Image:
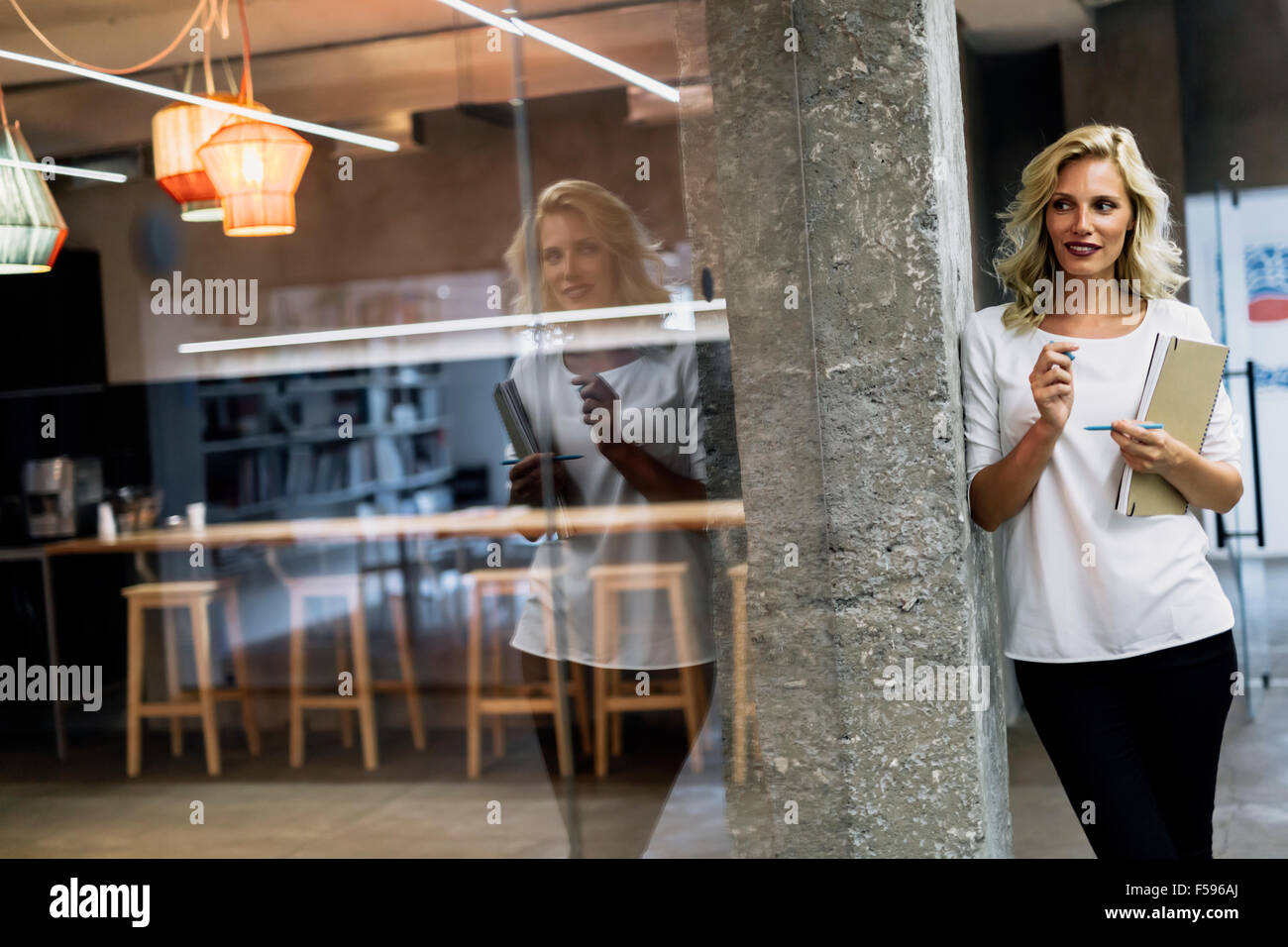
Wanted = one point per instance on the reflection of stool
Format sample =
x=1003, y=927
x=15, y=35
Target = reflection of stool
x=349, y=587
x=515, y=698
x=194, y=596
x=613, y=694
x=743, y=707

○ ○ ○ ○ ○

Line by line, write out the material above exactly, with no images.

Image:
Wanted = one point per instance on the reflection of stool
Format sample =
x=1003, y=927
x=15, y=35
Target = reflection of stool
x=349, y=587
x=515, y=698
x=194, y=596
x=613, y=694
x=743, y=707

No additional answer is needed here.